--- Excerpted passage Enclosed Below ---

On November 17, 2021, after eight months of work and a consultation in which some forty stakeholders participated, the French supervisory authority (CNIL) finally delivered its guidelines on health data warehouses, in line with the French Health Data Hub.
Because it is essential for those involved in health research and innovation to be fully aware of the regulations on health data processing, but also because rules are evolving, Ventio, your ultra high-tech specialist in the processing of sensitive health data has dissected these new guidelines for you, and can thus advise you on how to apply them.
We will first review what this type of warehouses represents for health research and innovation, before presenting the essential elements of the guidelines.
I – Health-data warehouses
- What are health data warehouses for?
Every day in France, health data are collected on patients, with the primary purpose of healthcare. The creation of health data warehouses has other purposes, notably research. Consequently, the data collected must be able to be re-used in a different way, since the purpose is not the same as the one initially intended.
A warehouse of this type can be broadly defined as a digitized space storing data that are accessible according to strict rules.
As a patient – user of the French healthcare system, you may have already come to the hospital and been informed that your data would be reused for research and put into a data warehouse.
And you, the caregivers, the data from your work (reports, prescriptions, …) are also likely to be placed in the warehouse, and associated with information about you.
What happens to these data, how are they processed, how do they allow research to progress, what are your rights, what are the risks? These are eminently sensitive issues combining rights for privacy, cyber risks, ethics in health and integrity in research, sovereignty and innovation. The challenge of this CNIL reference framework is to create a space of trust around this sensitive data in order to innovate in health while respecting the rights of data subjects, patients and caregivers.

--- End of Enclosed Excerpted passage ---
--- Raw data Enclosed Below ---

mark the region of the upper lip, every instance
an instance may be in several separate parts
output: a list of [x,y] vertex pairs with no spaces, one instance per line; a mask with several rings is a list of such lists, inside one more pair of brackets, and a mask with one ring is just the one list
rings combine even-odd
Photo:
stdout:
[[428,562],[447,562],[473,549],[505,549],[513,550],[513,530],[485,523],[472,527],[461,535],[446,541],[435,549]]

--- End of Enclosed Raw data ---

Work instructions
1: In the article on the CNIL guidelines for health data warehouses, how many stakeholders took part in the consultation?
2: Continue the article on the CNIL guidelines for health data warehouses, picking up after its final sentence.

Answers for this exercise
1: Some forty stakeholders took part in the consultation.

2:
- Who is the CNIL guidelines intended for and what is its scope ?
These guidelines are intended for organizations (called data controllers) that have public-interest missions and want to collect health data for reuse. This includes, for example, hospitals that collect data initially for care, but may wish to reuse it for other purposes.
Reuse purposes include (but are not limited to):
- Exclusive use by the data controller (understand internally) to operate medical diagnostic tools, as well as to conduct feasibility studies.
- Reuse for health research, which requires compliance with a specific framework (such as research authorization or a CNIL reference methodology), and which may therefore be open to third parties.
It is therefore possible to develop or test innovative tools, for example based on artificial intelligence for diagnostic assistance, and to carry out massive data mining on entire populations for health research, seeking links between the development and evolution of diseases, and genetic, biological, behavioral or environmental factors…
In order to be able to reuse health data, the organization will have to declare that it is compliant, and therefore implement technical and organizational measures to ensure the security of these sensitive data and respect the rights of the data subjects (first and foremost the patients, but also the health professionals involved). The CNIL has decided to publish these guidelines in order to specify these compliance rules.
II. What’s inside ?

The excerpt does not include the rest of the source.